▸ **SOURCE EXTRACT**
This article explains the various methods of hydrates prediction, and examines empirical equations with experimental data and hydrates formation conditions during gas expansion. It also outlines the technical challenges of predicting hydrates formation conditions.

Hydrates background. Gas hydrates are solid crystalline compounds wherein guest molecules are trapped, in a cage-like framework of the host molecules, without forming a chemical bond. As a result of its hydrogen (H2) bond, water can form hydrates. The H2 bond causes water molecules to align in regular orientations. The presence of certain compounds causes the aligned molecules to stabilize, and a solid mixture precipitates. 

The water molecules are referred to as the host molecules, and the other compounds, which stabilize the crystals, are called the guest molecules. The hydrates crystals have complex, three-dimensional structures in which the water molecules form cages. The guest molecules are trapped in these cages. The stabilization resulting from the guest molecule entrapment is thought to be caused by Van der Waals forces, which describe the attraction between molecules that is not the result of electrostatic attraction. The H2 bond is different from Van der Waals forces in that it is attributed to strong electrostatic attraction; however, some still classify the H2 bond as a Van der Waals force.

▸ **SET TASKS**
[1] Reproduce word for word the part of the passage on gas hydrates from "Hydrates background. Gas" to "solid mixture precipitates.".
[2] For each statement below, say whether it agrees with the passage on gas hydrates. Answer yes or no, and quote the deciding words of the passage exactly. (a) In hydrates, the water molecules are the host molecules. (b) The guest molecules in hydrates form a chemical bond with the host molecules. (c) The H2 bond is attributed to weak electrostatic attraction.

Dataset records:
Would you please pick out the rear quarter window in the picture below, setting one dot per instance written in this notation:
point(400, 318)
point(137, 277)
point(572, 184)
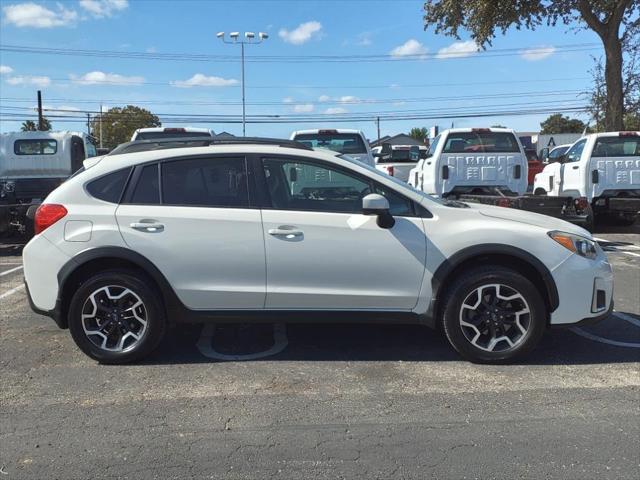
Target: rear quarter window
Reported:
point(481, 142)
point(109, 187)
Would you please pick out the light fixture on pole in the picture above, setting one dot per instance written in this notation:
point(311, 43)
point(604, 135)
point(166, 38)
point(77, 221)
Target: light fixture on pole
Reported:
point(249, 39)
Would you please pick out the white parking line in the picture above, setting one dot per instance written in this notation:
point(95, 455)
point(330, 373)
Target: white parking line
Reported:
point(205, 344)
point(628, 318)
point(11, 292)
point(10, 271)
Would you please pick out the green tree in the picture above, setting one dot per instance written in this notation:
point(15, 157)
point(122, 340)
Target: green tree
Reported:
point(597, 97)
point(558, 123)
point(612, 20)
point(31, 126)
point(119, 123)
point(419, 133)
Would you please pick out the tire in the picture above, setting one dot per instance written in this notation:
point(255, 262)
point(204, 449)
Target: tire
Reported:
point(128, 325)
point(457, 315)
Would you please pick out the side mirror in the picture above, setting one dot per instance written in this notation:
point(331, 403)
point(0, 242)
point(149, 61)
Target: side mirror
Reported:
point(544, 154)
point(375, 204)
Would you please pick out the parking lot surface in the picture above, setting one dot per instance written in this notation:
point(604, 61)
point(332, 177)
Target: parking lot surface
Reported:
point(322, 401)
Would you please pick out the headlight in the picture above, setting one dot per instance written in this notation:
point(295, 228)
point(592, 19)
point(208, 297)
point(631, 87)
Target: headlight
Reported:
point(577, 244)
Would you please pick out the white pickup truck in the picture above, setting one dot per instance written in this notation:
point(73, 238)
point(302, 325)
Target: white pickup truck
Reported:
point(604, 168)
point(472, 160)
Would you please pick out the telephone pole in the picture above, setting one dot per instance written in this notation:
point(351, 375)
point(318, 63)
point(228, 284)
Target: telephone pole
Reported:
point(40, 117)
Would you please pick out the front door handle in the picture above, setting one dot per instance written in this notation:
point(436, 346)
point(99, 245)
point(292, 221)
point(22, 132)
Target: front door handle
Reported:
point(149, 226)
point(285, 231)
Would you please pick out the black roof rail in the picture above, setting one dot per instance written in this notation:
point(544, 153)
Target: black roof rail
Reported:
point(183, 142)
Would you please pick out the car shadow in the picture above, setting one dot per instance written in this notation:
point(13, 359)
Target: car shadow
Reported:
point(376, 342)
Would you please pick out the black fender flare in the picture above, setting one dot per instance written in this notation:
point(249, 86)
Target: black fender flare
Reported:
point(449, 265)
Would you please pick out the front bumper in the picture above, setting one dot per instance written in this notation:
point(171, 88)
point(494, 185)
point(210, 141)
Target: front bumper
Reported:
point(585, 290)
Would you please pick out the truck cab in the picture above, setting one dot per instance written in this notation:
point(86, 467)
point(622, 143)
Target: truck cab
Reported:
point(398, 160)
point(472, 160)
point(604, 168)
point(32, 165)
point(348, 142)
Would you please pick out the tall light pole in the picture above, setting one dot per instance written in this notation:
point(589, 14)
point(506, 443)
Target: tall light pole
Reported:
point(250, 39)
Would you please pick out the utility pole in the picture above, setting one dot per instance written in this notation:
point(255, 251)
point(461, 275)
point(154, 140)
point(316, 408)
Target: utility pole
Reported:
point(100, 124)
point(40, 118)
point(250, 40)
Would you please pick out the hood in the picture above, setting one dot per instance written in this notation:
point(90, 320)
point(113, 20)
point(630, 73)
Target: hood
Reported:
point(530, 218)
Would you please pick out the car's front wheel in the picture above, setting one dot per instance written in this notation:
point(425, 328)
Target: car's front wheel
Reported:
point(116, 317)
point(493, 315)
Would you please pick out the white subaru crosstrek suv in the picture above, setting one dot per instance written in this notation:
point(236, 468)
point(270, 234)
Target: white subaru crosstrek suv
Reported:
point(275, 231)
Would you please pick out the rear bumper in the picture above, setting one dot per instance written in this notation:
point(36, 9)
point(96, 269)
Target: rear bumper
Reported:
point(54, 314)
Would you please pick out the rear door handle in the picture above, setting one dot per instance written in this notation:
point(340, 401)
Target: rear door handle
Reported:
point(149, 226)
point(287, 232)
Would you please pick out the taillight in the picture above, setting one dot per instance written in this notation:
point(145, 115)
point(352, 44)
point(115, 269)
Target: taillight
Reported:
point(46, 215)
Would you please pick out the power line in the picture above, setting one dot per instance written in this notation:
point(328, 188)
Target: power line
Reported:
point(191, 57)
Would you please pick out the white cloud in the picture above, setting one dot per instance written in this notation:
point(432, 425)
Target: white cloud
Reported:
point(201, 80)
point(458, 50)
point(410, 47)
point(348, 99)
point(30, 14)
point(302, 34)
point(36, 81)
point(335, 110)
point(97, 77)
point(104, 8)
point(303, 108)
point(538, 53)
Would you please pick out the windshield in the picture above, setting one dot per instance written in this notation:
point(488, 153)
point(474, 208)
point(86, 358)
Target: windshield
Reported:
point(481, 142)
point(170, 134)
point(349, 143)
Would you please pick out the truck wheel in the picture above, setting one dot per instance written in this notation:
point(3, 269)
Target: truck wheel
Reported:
point(117, 317)
point(493, 315)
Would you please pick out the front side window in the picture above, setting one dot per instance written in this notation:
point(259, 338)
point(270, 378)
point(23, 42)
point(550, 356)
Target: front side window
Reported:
point(574, 153)
point(344, 143)
point(617, 147)
point(481, 142)
point(109, 187)
point(207, 182)
point(310, 186)
point(35, 147)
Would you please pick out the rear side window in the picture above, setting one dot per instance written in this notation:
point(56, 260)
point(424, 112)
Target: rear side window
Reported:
point(147, 189)
point(617, 147)
point(109, 187)
point(481, 142)
point(208, 182)
point(35, 147)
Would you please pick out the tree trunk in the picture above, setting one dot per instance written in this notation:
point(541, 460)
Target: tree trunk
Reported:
point(613, 77)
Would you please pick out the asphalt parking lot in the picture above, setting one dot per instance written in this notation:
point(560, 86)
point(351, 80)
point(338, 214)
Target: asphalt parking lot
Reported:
point(322, 401)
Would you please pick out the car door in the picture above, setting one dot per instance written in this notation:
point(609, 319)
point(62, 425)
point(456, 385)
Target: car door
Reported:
point(322, 253)
point(573, 170)
point(193, 219)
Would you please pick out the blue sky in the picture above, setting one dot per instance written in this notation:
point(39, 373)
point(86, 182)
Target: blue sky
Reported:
point(508, 76)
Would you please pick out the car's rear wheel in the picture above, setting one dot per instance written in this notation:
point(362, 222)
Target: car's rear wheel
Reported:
point(493, 315)
point(117, 317)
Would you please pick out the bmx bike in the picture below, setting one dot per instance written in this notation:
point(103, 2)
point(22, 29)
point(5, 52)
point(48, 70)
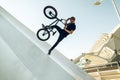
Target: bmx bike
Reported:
point(43, 33)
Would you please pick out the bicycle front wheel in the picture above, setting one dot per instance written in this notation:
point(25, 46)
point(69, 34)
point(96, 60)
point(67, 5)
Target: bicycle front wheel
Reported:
point(43, 34)
point(50, 12)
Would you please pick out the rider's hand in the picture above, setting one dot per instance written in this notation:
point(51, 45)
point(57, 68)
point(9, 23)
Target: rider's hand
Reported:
point(68, 19)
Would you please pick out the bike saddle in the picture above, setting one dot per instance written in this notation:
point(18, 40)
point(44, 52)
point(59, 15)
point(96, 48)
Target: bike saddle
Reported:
point(54, 33)
point(43, 25)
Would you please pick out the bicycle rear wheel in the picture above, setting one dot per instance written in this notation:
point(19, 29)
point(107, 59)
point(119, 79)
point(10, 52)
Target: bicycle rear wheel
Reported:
point(43, 34)
point(50, 12)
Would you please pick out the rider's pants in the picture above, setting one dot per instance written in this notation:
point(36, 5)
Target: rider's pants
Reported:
point(60, 38)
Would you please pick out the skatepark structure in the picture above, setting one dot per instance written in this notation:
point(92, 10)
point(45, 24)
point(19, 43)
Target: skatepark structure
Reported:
point(24, 57)
point(104, 57)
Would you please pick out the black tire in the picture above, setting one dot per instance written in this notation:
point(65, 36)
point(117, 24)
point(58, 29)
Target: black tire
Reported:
point(48, 10)
point(43, 34)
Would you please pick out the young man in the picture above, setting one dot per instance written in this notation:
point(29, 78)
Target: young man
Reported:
point(68, 29)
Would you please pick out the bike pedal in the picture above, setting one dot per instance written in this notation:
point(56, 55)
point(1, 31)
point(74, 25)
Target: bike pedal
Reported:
point(54, 33)
point(43, 25)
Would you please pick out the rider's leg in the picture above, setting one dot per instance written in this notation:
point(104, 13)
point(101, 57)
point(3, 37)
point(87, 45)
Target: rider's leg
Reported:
point(58, 28)
point(61, 37)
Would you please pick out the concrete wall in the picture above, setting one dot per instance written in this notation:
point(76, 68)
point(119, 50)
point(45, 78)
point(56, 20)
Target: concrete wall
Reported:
point(24, 57)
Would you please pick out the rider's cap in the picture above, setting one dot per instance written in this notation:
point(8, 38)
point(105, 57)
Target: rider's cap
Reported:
point(73, 18)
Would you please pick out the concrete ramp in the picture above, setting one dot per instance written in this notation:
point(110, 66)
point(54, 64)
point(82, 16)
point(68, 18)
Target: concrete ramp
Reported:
point(24, 57)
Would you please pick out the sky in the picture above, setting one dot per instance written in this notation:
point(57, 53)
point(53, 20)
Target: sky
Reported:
point(91, 20)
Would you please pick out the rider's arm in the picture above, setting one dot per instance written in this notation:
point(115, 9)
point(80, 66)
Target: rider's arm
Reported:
point(67, 21)
point(70, 32)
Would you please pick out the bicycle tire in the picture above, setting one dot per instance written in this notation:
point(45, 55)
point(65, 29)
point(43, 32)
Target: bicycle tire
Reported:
point(41, 37)
point(52, 9)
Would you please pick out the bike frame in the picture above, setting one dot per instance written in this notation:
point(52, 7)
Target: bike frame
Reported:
point(56, 22)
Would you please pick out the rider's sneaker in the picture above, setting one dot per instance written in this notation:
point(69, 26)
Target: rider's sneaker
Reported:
point(43, 25)
point(54, 33)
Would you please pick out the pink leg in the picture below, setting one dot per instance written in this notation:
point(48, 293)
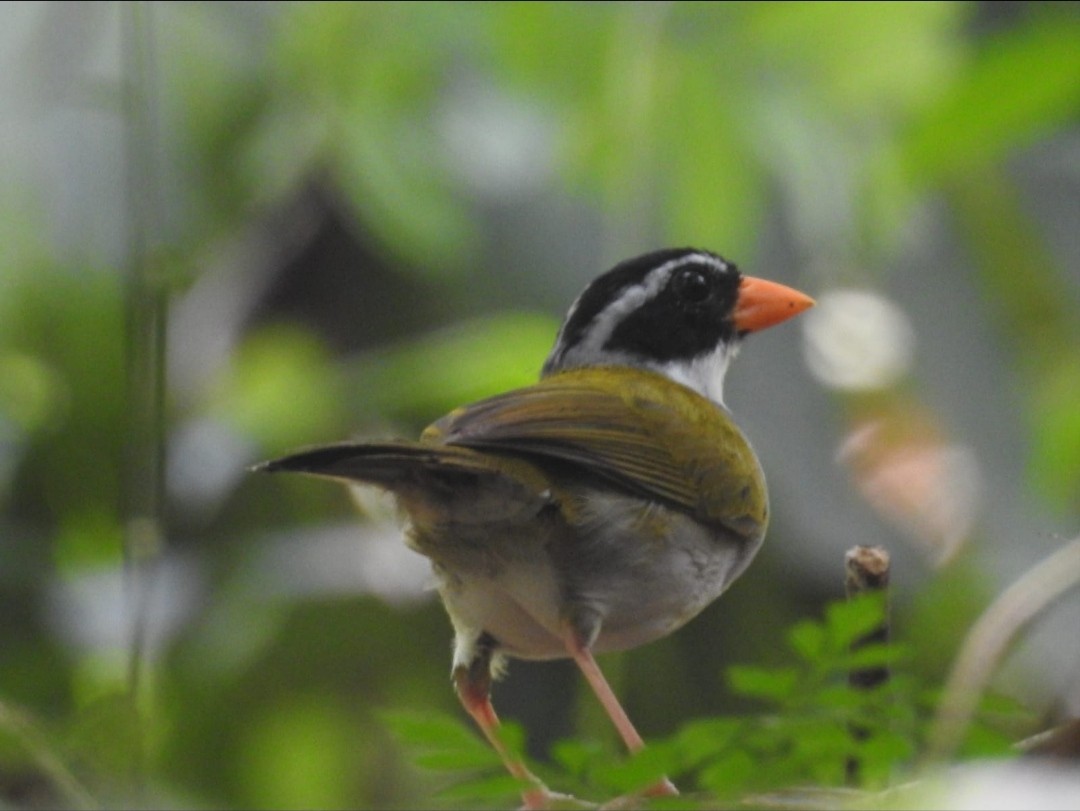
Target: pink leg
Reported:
point(630, 735)
point(473, 689)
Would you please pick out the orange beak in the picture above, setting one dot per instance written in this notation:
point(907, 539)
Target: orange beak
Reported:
point(763, 303)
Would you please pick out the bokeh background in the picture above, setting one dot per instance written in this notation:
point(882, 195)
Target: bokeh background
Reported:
point(231, 229)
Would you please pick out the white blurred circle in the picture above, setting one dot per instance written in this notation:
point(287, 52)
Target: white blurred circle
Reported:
point(858, 340)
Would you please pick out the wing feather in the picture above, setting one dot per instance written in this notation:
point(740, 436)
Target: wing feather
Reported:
point(637, 430)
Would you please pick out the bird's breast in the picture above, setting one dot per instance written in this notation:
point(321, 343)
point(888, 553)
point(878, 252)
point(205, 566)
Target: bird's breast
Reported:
point(642, 568)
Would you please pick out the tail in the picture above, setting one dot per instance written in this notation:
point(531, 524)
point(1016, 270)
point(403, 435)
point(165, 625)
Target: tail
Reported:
point(385, 463)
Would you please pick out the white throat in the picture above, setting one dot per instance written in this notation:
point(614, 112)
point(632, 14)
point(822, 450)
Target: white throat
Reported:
point(703, 374)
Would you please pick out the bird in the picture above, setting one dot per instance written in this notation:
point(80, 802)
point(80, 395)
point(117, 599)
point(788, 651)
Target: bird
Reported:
point(601, 508)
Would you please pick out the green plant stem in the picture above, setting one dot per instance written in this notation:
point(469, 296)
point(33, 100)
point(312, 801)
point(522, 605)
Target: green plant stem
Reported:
point(988, 639)
point(146, 322)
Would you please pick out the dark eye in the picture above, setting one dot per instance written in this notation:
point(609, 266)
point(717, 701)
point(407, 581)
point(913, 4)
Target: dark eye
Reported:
point(692, 285)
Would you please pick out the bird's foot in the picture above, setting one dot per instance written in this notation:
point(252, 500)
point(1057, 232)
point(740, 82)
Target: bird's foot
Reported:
point(663, 788)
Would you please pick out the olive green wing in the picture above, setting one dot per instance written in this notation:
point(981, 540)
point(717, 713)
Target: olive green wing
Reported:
point(636, 430)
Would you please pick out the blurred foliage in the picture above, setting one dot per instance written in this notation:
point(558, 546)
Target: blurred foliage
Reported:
point(820, 730)
point(671, 123)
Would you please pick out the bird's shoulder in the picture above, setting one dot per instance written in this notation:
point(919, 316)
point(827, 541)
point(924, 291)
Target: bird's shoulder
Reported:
point(633, 429)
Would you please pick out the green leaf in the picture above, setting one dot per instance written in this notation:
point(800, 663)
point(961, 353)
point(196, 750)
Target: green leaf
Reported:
point(773, 685)
point(433, 731)
point(866, 657)
point(700, 740)
point(500, 788)
point(727, 775)
point(808, 640)
point(577, 756)
point(1023, 83)
point(849, 621)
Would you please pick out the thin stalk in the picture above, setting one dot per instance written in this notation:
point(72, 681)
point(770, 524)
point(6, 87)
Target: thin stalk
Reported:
point(146, 322)
point(988, 640)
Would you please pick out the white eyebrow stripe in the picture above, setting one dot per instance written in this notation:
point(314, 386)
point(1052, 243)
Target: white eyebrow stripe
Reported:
point(607, 319)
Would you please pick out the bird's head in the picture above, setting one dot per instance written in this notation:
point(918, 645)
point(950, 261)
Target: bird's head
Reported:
point(682, 312)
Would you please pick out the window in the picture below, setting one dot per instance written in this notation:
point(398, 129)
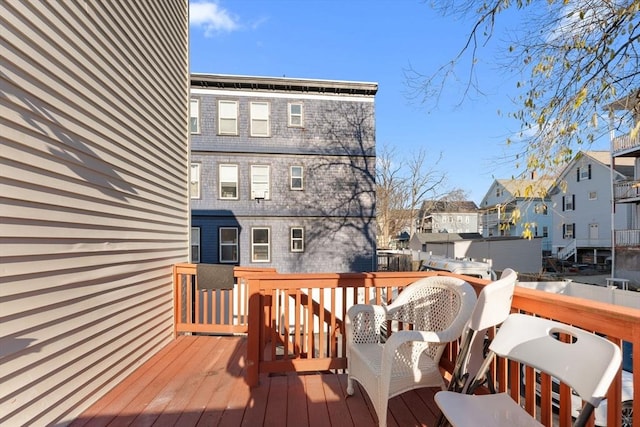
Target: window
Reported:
point(228, 244)
point(583, 173)
point(569, 203)
point(194, 116)
point(194, 181)
point(259, 182)
point(229, 182)
point(195, 244)
point(295, 115)
point(259, 118)
point(297, 239)
point(260, 248)
point(568, 231)
point(541, 209)
point(227, 118)
point(296, 178)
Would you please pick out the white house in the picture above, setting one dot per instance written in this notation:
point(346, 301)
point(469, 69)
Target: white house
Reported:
point(440, 216)
point(582, 209)
point(626, 148)
point(518, 207)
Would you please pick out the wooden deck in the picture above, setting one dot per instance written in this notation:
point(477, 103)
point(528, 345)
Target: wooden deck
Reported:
point(199, 381)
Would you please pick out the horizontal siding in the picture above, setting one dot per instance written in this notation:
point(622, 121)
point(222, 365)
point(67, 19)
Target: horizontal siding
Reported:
point(94, 208)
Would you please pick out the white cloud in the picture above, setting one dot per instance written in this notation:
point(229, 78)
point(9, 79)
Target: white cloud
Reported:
point(211, 18)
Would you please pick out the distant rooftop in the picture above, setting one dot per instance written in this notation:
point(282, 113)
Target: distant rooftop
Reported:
point(288, 84)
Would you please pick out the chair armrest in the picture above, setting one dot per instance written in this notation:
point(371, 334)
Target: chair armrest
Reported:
point(363, 323)
point(420, 341)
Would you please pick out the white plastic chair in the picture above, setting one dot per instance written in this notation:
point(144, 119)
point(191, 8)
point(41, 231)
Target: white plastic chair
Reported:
point(438, 307)
point(491, 309)
point(587, 363)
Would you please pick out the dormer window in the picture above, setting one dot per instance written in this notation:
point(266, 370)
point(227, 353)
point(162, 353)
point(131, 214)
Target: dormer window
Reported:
point(584, 173)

▸ **OUTPUTS FOR THE TASKS**
[1]
Hydrates background. Gas hydrates are solid crystalline compounds wherein guest molecules are trapped, in a cage-like framework of the host molecules, without forming a chemical bond. As a result of its hydrogen (H2) bond, water can form hydrates. The H2 bond causes water molecules to align in regular orientations. The presence of certain compounds causes the aligned molecules to stabilize, and a solid mixture precipitates.

[2]
(a) Yes: "The water molecules are referred to as the host molecules"
(b) No: "without forming a chemical bond"
(c) No: "it is attributed to strong electrostatic attraction"